Start of Information

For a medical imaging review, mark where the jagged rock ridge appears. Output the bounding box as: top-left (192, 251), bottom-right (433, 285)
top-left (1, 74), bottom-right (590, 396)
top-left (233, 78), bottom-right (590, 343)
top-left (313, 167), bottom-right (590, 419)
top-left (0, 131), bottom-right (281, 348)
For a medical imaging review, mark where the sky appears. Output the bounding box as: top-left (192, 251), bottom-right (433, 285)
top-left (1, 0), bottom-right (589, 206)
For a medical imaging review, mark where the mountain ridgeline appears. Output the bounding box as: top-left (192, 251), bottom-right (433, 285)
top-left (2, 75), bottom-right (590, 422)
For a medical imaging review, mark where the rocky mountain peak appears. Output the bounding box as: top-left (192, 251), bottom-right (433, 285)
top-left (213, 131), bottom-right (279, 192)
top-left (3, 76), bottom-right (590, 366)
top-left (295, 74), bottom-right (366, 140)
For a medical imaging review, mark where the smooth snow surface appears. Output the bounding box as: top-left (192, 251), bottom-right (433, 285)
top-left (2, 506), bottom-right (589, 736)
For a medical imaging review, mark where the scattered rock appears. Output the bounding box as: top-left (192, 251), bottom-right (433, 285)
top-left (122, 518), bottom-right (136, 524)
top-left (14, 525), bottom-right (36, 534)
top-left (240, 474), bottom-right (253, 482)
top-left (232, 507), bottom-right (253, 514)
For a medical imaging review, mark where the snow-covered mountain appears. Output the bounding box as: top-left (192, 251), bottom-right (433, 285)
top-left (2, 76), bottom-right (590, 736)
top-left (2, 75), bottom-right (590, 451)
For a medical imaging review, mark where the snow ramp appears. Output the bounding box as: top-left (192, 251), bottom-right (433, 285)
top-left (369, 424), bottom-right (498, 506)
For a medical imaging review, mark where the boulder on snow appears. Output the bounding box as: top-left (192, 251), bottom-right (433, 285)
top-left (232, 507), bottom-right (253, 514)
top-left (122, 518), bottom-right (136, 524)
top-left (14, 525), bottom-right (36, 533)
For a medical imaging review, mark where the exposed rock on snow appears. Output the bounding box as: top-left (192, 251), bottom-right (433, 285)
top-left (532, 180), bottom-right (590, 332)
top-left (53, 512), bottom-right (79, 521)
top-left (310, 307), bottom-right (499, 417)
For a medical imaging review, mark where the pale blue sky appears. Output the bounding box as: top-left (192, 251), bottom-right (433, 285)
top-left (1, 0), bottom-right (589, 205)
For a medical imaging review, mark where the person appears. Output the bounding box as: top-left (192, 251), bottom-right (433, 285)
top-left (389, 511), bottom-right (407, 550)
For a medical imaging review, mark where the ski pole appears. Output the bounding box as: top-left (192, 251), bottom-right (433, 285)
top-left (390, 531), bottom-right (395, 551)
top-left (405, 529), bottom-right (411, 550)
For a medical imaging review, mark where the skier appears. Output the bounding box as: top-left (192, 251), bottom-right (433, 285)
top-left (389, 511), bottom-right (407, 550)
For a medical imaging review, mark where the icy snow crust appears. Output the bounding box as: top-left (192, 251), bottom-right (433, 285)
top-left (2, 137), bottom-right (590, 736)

End of Information

Work request -> Output each record exactly, leaving nothing out.

Response ->
For a medical imaging review, mark where the jagged rock ridge appears. Output the bounding box as: top-left (192, 251), bottom-right (433, 285)
top-left (1, 74), bottom-right (590, 396)
top-left (233, 78), bottom-right (590, 343)
top-left (313, 167), bottom-right (590, 419)
top-left (0, 131), bottom-right (281, 348)
For a medical imaging review, mark where the sky appears. Output the bounding box as: top-left (192, 251), bottom-right (433, 285)
top-left (1, 0), bottom-right (589, 206)
For a medical imaging review, mark where the mountain ridgeline appears. Output the bounding box as: top-left (192, 251), bottom-right (433, 285)
top-left (2, 75), bottom-right (590, 422)
For a medical imaging review, mark where the rocky mountain peak appears. Output the bounding box as: top-left (192, 251), bottom-right (433, 285)
top-left (213, 131), bottom-right (279, 192)
top-left (3, 76), bottom-right (590, 366)
top-left (295, 74), bottom-right (366, 140)
For a medical imaging review, mark where the smooth snow surface appears. Output the bounding box as: top-left (192, 251), bottom-right (433, 285)
top-left (2, 506), bottom-right (589, 736)
For a medical imaging review, mark where the scattered rock appears. Output the bounding box as: top-left (192, 251), bottom-right (433, 285)
top-left (122, 518), bottom-right (136, 524)
top-left (14, 525), bottom-right (36, 534)
top-left (240, 474), bottom-right (253, 482)
top-left (232, 507), bottom-right (253, 514)
For a medical imaging review, mark where the snow-covered mountain appears. Output the bounding box as: top-left (192, 251), bottom-right (433, 285)
top-left (2, 76), bottom-right (590, 736)
top-left (2, 75), bottom-right (590, 451)
For a medical imaging review, mark where the snow ramp appears. Output the bounding box as: top-left (192, 251), bottom-right (433, 285)
top-left (369, 424), bottom-right (498, 506)
For a medical imaging review, mark where the boulder on snow appears. Output the bounding box as: top-left (192, 251), bottom-right (433, 285)
top-left (232, 507), bottom-right (253, 514)
top-left (122, 518), bottom-right (136, 524)
top-left (14, 525), bottom-right (36, 533)
For a medical imaging review, mark where the exposed rock on snow appears. Output the bounding box as: top-left (192, 251), bottom-right (433, 285)
top-left (532, 180), bottom-right (590, 332)
top-left (53, 512), bottom-right (79, 521)
top-left (310, 307), bottom-right (499, 417)
For a medical imaging review, mark where the pale blue sky appears. Output the bounding box as: top-left (192, 251), bottom-right (433, 285)
top-left (1, 0), bottom-right (589, 205)
For a medical imaging review, mark where the person appears. Output the bounding box as: top-left (192, 251), bottom-right (433, 285)
top-left (389, 511), bottom-right (407, 550)
For a medical imaging review, mark where the ski pole appears. Output the bounding box as: top-left (192, 251), bottom-right (433, 285)
top-left (390, 531), bottom-right (395, 551)
top-left (405, 529), bottom-right (411, 550)
For a medical imaging review, mark where the skier appears. Output the bounding box as: top-left (192, 251), bottom-right (433, 285)
top-left (389, 511), bottom-right (407, 550)
For a medical imaging review, mark where the icy snow crust appears. Output the bounding box as: top-left (192, 251), bottom-right (433, 285)
top-left (2, 137), bottom-right (590, 736)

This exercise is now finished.